El máximo representante para los refugiados en la ONU añadió que trabajarán en mejorar la seguridad y en reasentar a quienes lo deseen en zonas más seguras de Somalia. Esta es la baza que quiere jugar ACNUR ante el Gobierno de Kenia: convencerlo de que algo sí ha cambiado en los últimos años, ya que se ha producido un descenso de población en los campos de refugiados.

Desde el año pasado, un pionero programa promueve el regreso voluntario de los refugiados a Somalia. El primer convoy partió en diciembre de 2014 con 11 autobuses escoltados por la policía de Kenia que penetraron hasta Kismayo, Badooa y Luqq. En enero de 2015, ya fueron 1.166 quienes regresaron; en marzo, más de 4.000 presentaron su solicitud de regreso y se estima que a final de año unos 10.000 somalíes regresen a lo que quede de sus hogares.

Para mujeres como Amina Abdusin y otros refugiados que llegaron en 2011 no está tan claro. “¿Regresar a dónde?”, se preguntaba la mujer en ese 2011 de la hambruna. Amina salió de allí en 2010 cuando una bomba hizo saltar por los aires su casa en Mogadiscio. Ella sobrevivió y acogió a los hijos huérfanos de su vecina a costa de ser repudiada por su propio marido, un hombre violento y egoísta que la había desposado con 12 años a la fuerza. Él la echó de casa. Amina, que entonces contaba 30 años, decidió emigrar a Dadaab con su hermana pequeña y sus hijos adoptivos. En el trayecto fue saqueada, vejada y violada en la frontera por milicias de Al Shabab. El mero pensamiento de volver a ver a sus hijos sería suficiente para regresar. "Sueño todos los días con ellos", decía. Por entonces narraba que solo pensar en volver a cruzar esa frontera le aterraba.

Hechos que no acompañan a los buenos deseos

Sin embargo visto los acontecimientos de los últimos días, a las palabras de Guterres no parecen acompañar los hechos: el domingo 24 de mayo, las milicias de Al Shabab atacaron con un coche bomba el Parlamento de Somalia en la capital del país, Mogadiscio. Tras la explosión, los atacantes intercambiaron tiros y granadas con la policía y fuerzas de la Unión Africana que protegían la sede. Al menos 10 personas murieron en el ataque.

El día anterior, sábado 23 de mayo, se habían producido otros dos atentados: supuestos miembros de milicias yihadistas persiguieron el coche del parlamentario somalí Yusuf Dirir en pleno centro de la capital, le bloquearon el paso con un minibús y acribillaron a balazos su vehículo. Ese mismo día, otros tres miembros del Ministerio de Transporte fueron asesinados en otro atentado.

__Ejercicio a resolver__
Prosigue el texto sobre los refugiados somalíes y la violencia en Somalia a partir de su última oración.

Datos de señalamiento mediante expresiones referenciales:
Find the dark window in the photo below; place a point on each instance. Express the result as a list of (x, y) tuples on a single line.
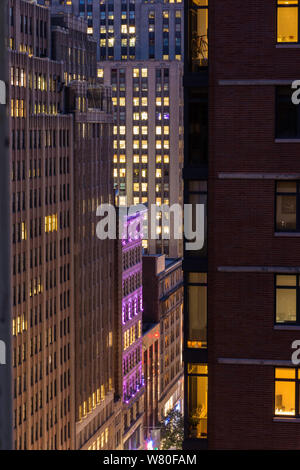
[(287, 114), (287, 382), (198, 128)]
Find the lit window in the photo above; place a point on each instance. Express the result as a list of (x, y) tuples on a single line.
[(197, 310), (287, 206), (287, 20)]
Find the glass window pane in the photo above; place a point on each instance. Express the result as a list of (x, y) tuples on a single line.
[(287, 25), (285, 305), (197, 315), (282, 280), (285, 373), (197, 369), (286, 218), (197, 405), (197, 278), (285, 398)]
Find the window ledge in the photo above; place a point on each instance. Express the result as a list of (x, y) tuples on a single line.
[(288, 45), (285, 419), (287, 234), (287, 141), (288, 328)]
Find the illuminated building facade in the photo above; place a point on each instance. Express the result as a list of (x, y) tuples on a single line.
[(163, 300), (140, 49), (242, 145), (63, 275)]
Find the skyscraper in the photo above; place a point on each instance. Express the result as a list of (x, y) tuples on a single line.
[(242, 146)]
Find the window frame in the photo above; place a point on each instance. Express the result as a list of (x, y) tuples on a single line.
[(297, 288), (297, 195), (296, 381)]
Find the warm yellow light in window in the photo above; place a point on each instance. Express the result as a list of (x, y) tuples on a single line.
[(287, 22)]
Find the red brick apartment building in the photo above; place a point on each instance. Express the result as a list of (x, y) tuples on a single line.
[(242, 145)]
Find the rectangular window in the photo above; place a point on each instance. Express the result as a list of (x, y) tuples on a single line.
[(198, 38), (287, 21), (287, 299), (197, 310), (287, 383), (197, 400), (287, 206), (287, 114)]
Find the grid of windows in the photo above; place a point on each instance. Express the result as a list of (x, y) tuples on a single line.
[(287, 206)]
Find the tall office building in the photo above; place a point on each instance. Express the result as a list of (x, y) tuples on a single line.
[(140, 52), (63, 317), (241, 307), (163, 298)]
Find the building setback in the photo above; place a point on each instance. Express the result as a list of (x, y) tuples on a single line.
[(63, 316), (163, 299), (241, 143)]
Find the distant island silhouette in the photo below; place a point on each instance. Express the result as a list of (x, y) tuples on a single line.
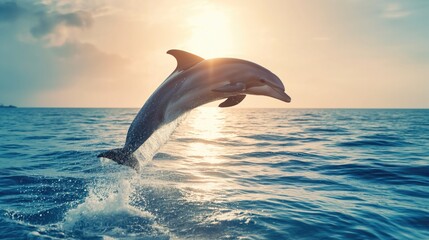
[(7, 106)]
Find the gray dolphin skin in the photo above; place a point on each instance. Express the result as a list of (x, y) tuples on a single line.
[(195, 82)]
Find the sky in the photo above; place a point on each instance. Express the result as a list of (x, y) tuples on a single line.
[(108, 53)]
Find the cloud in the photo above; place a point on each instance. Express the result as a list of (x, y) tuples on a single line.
[(44, 52), (395, 10), (9, 11), (45, 23)]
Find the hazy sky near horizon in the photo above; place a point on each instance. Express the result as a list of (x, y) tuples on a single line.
[(107, 53)]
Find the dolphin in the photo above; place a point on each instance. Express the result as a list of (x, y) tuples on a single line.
[(195, 82)]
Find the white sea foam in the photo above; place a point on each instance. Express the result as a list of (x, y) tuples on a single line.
[(108, 208)]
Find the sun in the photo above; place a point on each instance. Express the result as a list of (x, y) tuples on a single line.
[(211, 33)]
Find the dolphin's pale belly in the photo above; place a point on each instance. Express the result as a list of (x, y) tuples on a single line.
[(193, 83)]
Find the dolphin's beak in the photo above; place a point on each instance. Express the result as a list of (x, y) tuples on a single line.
[(280, 95)]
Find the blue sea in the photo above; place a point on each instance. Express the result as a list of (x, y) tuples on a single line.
[(217, 174)]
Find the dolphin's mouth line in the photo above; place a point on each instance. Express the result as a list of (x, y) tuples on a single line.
[(284, 96)]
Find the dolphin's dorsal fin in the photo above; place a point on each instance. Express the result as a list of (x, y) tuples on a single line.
[(184, 59)]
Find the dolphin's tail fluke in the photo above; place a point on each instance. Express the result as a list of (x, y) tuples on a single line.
[(121, 156)]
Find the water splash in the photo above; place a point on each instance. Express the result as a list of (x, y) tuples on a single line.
[(109, 208)]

__Espacio de respuesta__
Hace una semana, Al Shabab, que antes se había declarado franquicia de Al Qaeda en el cuerno de África, aceptaba la invitación pública del Estado Islámico a unir fuerzas mediante un comunicado.

Más del 70% de la población de Dadaab son mujeres y niños, y muchos pertenecen a generaciones que han nacido y crecido allí. Desde las oficinas de ACNUR en Dadaab relatan que han diseñado un programa en el que organizan salidas de mujeres hacia zonas de Somalia para que vean por sus ojos cómo es la situación y vuelvan a Dadaab e incentiven a otros a retornar. Sin embargo, como decía Amina cuatro años atrás, para mujeres como ella es difícil: “En toda mi vida jamás he conocido ningún periodo de paz. No sé cómo es”.

El descenso de refugiados en Dadaab no parece responder solo al regreso voluntario a Somalia. A menudo, este asentamiento es el inicio de un periplo aún más extraordinario que empuja a algunos refugiados a caminar más de 5.000 kilómetros hacia el norte, encomendados a las manos de mafias y traficantes, hasta alcanzar las costas de Libia o Túnez para emprender allí su zozobra en esquifes y pateras hacia el sur de Europa.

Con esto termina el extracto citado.